Extracted text.
········
The flowchart begins at block 305 where, optionally, a determination is made as to the documents needed for the order. This determination may be made in addition to, or as an alternative to, the determination made at block 210 of FIG. 2, as described above. The flowchart also includes, at block 310, optionally selecting whatever classification engine(s). The one or more classification engines may be selected, for example, based on the order type, based on the prompt form which the document was received, or the like. In some embodiments, the classification engine(s) may be based on additional contextual clues, such as a location of the user, in order to provide location-specific classification of a document. The classification engine(s) may be individually trained for particular circumstances. For example, state-specific models may be used to identify state-issued identification documents, or the like.
The flowchart proceeds to block 315, where the received document is applied to a classification engine to obtain a classification and classification confidence value. In some embodiments, classifying the received documents may include verifying that the document received matches a classification type associated with the user interface. Alternatively, a document may be received without an indication of the classification and may be processed to determine a classification type. In some embodiments, the classification may be performed by one or more machine learning models which are trained on documents used for transactions, such as the particular order type, or orders more generally. The classification engine(s) may include one or more machine learning models configured to classify documents being uploaded by a user. The classification engine(s) may also include a model trained on training data that includes documents used in transactions that have been preclassified, or for whichever classification has been verified. For example, a neural network may be used, or any other kind of model configured to ingest a document, to provide a classification for the document. In some embodiments, the classification model may be trained on documents used in a particular industry, service type, or the like. In addition, the classification may be configured to provide a confidence value for the classification. In some embodiments, a single model may generate the classification and the confidence value. Alternatively, a separate technique may be used to determine the confidence value. For example, the confidence value may be determined as to the likelihood that the document could be classified by the classification engine(s). The confidence value may indicate a likelihood that the classification is correct for the document.
The flowchart proceeds to block 320, where the classification and classification confidence values are applied to an acceptance engine to obtain classification verification. For example, a classification verification module may be configured to ingest the document classification and the confidence value from the classification engine(s), to determine whether or not to accept the document. In some embodiments, the classification verification module may be a trained model, a set of heuristics such as a rule set, or the like. The classification verification module may compare the confidence value for the provided classification against a predefined or dynamic threshold value to determine whether to accept the uploaded document. For example, the threshold value may be tuned based on various factors, such as the type of document being uploaded, an override frequency for the classification, and the like.
A determination is made at block 325 as to whether the document classification is verified. The determination may be verified based on an acceptance or rejection from the classification verification at block 325. If the classification is verified, then the flowchart concludes at block 340, where the document and classification are provided to an extraction engine so that order data can be extracted from the document, as described with respect to block 230 of FIG. 2. The extraction process will be described in greater detail below with respect to FIG. 4.
According to embodiments, if a document fails classification verification at block 325, then the flowchart proceeds to block 330, and a notice is provided to a user of the failed classification verification. Said another way, if a document is unclassified, a user prompt will be triggered to request user input for a classification for the unclassified document. In some embodiments, a user interface may be provided to the user at one or more client devices, from which the user can override the decision to reject a classification from the classification engine, reclassify the document, and/or upload supplemental or replacement documents. Thus, the document, the classification, and/or the confidence value may be presented to the user at a client device. In some embodiments, the user may be a person at a requesting device, or a person at a receiving device. That is, the override prompt may be provided to a customer, or to a service provider, seller, or other party to the transaction.
········
Exercise description. Resume the description of the document classification flowchart, picking up right after its final sentence. The listing is separate, unrelated material.

Given material.
········
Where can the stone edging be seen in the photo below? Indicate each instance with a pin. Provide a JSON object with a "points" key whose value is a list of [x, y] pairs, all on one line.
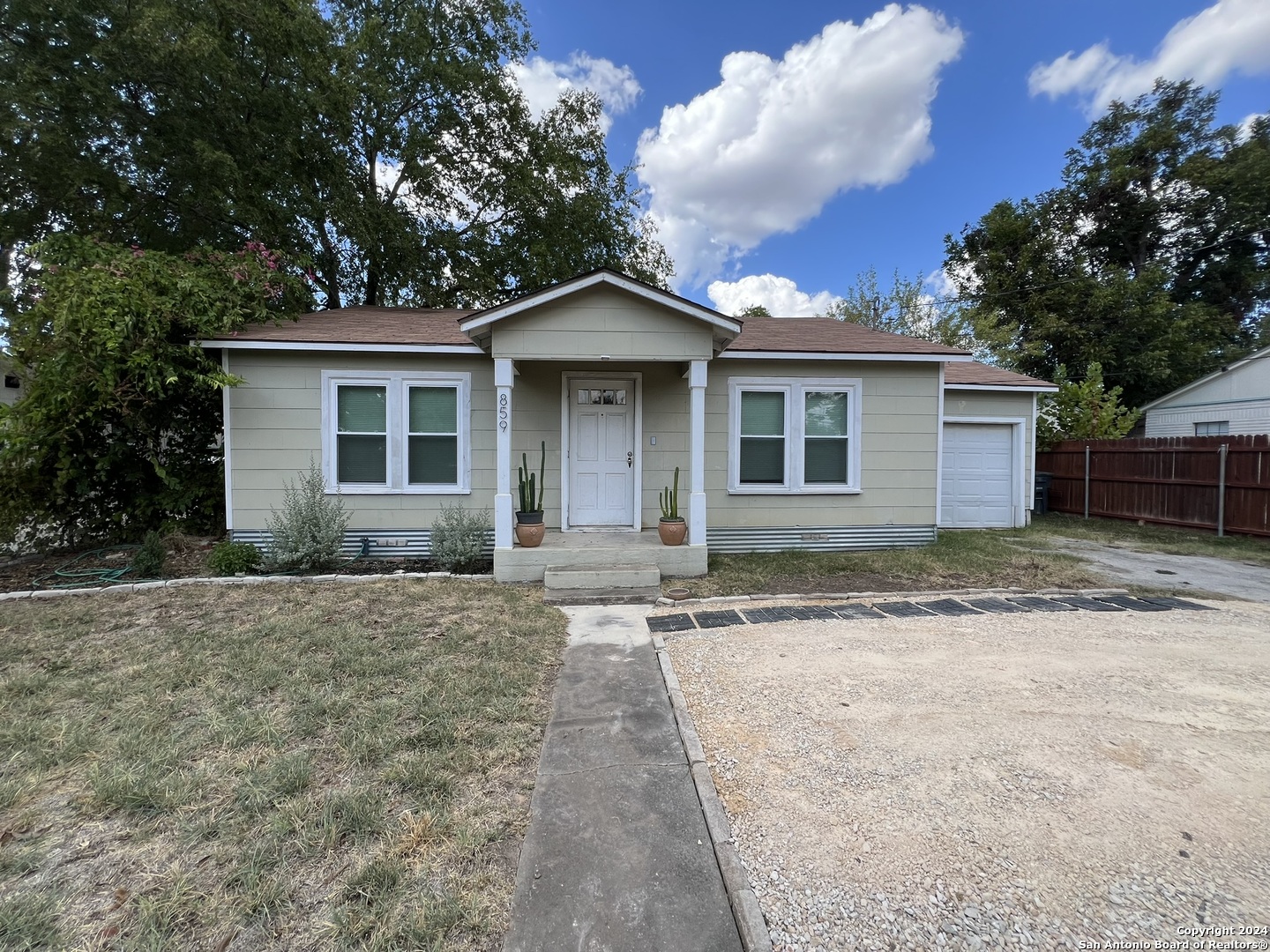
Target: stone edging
{"points": [[127, 588], [744, 904], [883, 596]]}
········
Answer to the exercise.
The flowchart proceeds to block 335, where a determination is made as to whether an override is received. The override may be received, for example, if a user overrides the decision to reject a classification from the classification engine (thereby accepting an otherwise rejected classification from the classification), manually reclassifies the document, or the like. By contrast, an override may not be received if a user provides input indicating the override opportunity is rejected, if the user instead verifies that the classification should be rejected, or the like. As another example, if the override prompt is presented and no input is received for a predetermined time, such as a timeout period, then the override may be considered to be not received.
If, at block 335, a determination is made that the override is not received, then the flowchart returns to block 340, and a prompt may be sent to a user requesting an alternative document for classification. The prompt may be presented by a request interface at one or more client devices and may be presented along with a technical means for uploading the alternative document. In some embodiment, the alternative document may repeat the original request for the document in case the original request was misunderstood by the user, and/or may suggest an alternative document type which can be used in place of the rejected document. Upon receiving a new document, the classification process is repeated at block 315.
Returning to block 335, if override information is received, then optionally, the flowchart proceeds to block 345, where the override data, such as a user-specified classification, is stored for review and/or retraining. For example, the classification received in response to the override prompt may be stored along with the document and may be used to retrain the classification engine. In doing so, the user override may be used as a triggering event to create additional training data and/or retrain the classification engine.
The flowchart then concludes at block 340, where the document and classification are provided to an extraction engine so that order data can be extracted from the document, as described with respect to block 230 of FIG. 2. The extraction process will be described in greater detail below with respect to FIG. 4.
FIG. 4 shows a flowchart of a technique for intelligent data extraction, according to one or more embodiments. In particular, FIG. 4 depicts an example technique for extracting data from classified documents and optional human review, for example, as shown at block 230 of FIG. 2. For purposes of explanation, the following steps will be described as being performed by particular components. However, it should be understood that the various actions may be performed by alternate components. In addition, the various actions may be performed in a different order. Further, some actions may be performed simultaneously, some may not be required, or others may be added.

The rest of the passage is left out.